> Instructions to follow
Print the full set of records below, character for character and picture-free.

Image point grounding data:
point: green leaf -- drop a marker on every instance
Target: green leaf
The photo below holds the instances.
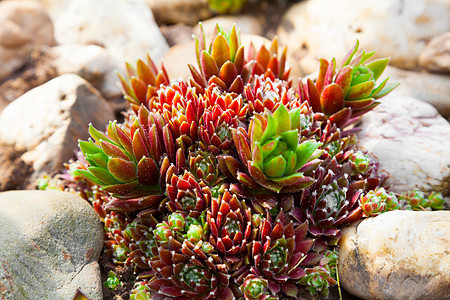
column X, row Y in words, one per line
column 270, row 130
column 122, row 170
column 360, row 91
column 97, row 160
column 257, row 155
column 86, row 174
column 97, row 135
column 304, row 152
column 291, row 162
column 220, row 51
column 89, row 147
column 283, row 119
column 378, row 66
column 291, row 139
column 294, row 115
column 268, row 147
column 386, row 90
column 275, row 167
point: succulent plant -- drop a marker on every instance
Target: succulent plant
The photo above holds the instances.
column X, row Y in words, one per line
column 351, row 92
column 378, row 201
column 142, row 83
column 226, row 6
column 255, row 288
column 234, row 185
column 279, row 252
column 272, row 153
column 221, row 63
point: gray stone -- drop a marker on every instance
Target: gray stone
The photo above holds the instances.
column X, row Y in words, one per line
column 92, row 62
column 47, row 121
column 24, row 26
column 125, row 28
column 180, row 11
column 436, row 55
column 396, row 28
column 397, row 255
column 411, row 141
column 51, row 242
column 431, row 88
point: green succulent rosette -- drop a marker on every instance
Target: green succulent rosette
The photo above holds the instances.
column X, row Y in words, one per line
column 273, row 153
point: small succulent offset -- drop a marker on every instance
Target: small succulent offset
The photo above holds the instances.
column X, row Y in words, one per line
column 233, row 184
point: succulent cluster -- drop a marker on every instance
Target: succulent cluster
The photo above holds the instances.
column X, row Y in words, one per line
column 234, row 184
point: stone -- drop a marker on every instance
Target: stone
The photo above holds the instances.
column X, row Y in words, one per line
column 91, row 62
column 25, row 26
column 51, row 242
column 431, row 88
column 47, row 121
column 247, row 24
column 188, row 12
column 412, row 143
column 125, row 28
column 393, row 28
column 178, row 56
column 436, row 55
column 397, row 255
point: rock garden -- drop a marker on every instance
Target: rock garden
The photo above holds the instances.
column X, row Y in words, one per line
column 214, row 149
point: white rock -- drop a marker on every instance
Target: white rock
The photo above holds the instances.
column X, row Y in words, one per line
column 92, row 62
column 436, row 55
column 51, row 242
column 180, row 11
column 411, row 141
column 396, row 28
column 24, row 26
column 397, row 255
column 126, row 28
column 431, row 88
column 47, row 121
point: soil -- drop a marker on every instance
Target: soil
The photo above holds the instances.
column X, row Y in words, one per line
column 14, row 169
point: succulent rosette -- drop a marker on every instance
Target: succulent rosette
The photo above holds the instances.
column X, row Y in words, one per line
column 229, row 221
column 331, row 202
column 351, row 92
column 279, row 252
column 187, row 266
column 255, row 288
column 130, row 163
column 221, row 63
column 264, row 93
column 187, row 195
column 142, row 83
column 378, row 201
column 272, row 153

> Answer below
point: green leaf -- drop a marker on every instance
Target: green leaf
The photo below holds the instances.
column X, row Y in words, one per line
column 270, row 130
column 122, row 170
column 360, row 91
column 97, row 160
column 257, row 155
column 86, row 174
column 97, row 135
column 304, row 152
column 291, row 162
column 220, row 51
column 89, row 147
column 283, row 119
column 378, row 66
column 291, row 139
column 294, row 115
column 268, row 147
column 386, row 90
column 275, row 167
point: succulent plant -- drop a marker on every instance
Target: succulent plant
The photo above holds the instances.
column X, row Y in words, one per line
column 351, row 92
column 378, row 201
column 142, row 83
column 226, row 6
column 255, row 288
column 234, row 185
column 279, row 252
column 272, row 153
column 221, row 63
point: gray stone -- drop a marker on every instance
Target: gray stone
The photo above holds the instances.
column X, row Y in words, one per line
column 92, row 62
column 47, row 121
column 24, row 26
column 125, row 28
column 180, row 11
column 436, row 55
column 396, row 28
column 397, row 255
column 411, row 141
column 51, row 242
column 431, row 88
point: green succulent rosette -- drop a marker on every instance
Target: green succulent rosette
The photo above holds the instances.
column X, row Y in words, one per line
column 273, row 153
point: small succulent offset -- drop a marker on every instance
Target: small succulent offset
The photo above holds the instances.
column X, row Y in words, one per line
column 233, row 184
point: succulent cluster -- drop a marker on every instance
Target: succulent cluster
The photo above holds the instances.
column X, row Y in words, one per line
column 234, row 184
point: stone -- drop a marker on every instance
Target: stone
The photo above holds the instances.
column X, row Y in words, one per line
column 91, row 62
column 25, row 26
column 51, row 242
column 431, row 88
column 47, row 121
column 247, row 24
column 188, row 12
column 412, row 143
column 125, row 28
column 393, row 28
column 178, row 56
column 436, row 55
column 397, row 255
point: rock garden -- drop a marker on every instance
Target: rock garden
The photo above holds the instances.
column X, row Y in words, one per line
column 214, row 149
point: white rock -- drop a marker on every instance
Target: white rock
The photo above holds the instances.
column X, row Y in words, one per line
column 92, row 62
column 436, row 55
column 51, row 242
column 180, row 11
column 411, row 141
column 396, row 28
column 24, row 26
column 397, row 255
column 126, row 28
column 431, row 88
column 47, row 121
point: soil -- drop a marker on every instance
Target: soil
The photo above holds the instances.
column X, row Y in words, one per line
column 14, row 169
point: succulent rosette -- drop a marker on every instance
Target: succulent rosette
The photo above holds the instances.
column X, row Y in words, one per line
column 229, row 221
column 331, row 202
column 351, row 92
column 279, row 252
column 187, row 266
column 255, row 288
column 130, row 163
column 221, row 63
column 264, row 93
column 187, row 195
column 142, row 83
column 378, row 201
column 272, row 153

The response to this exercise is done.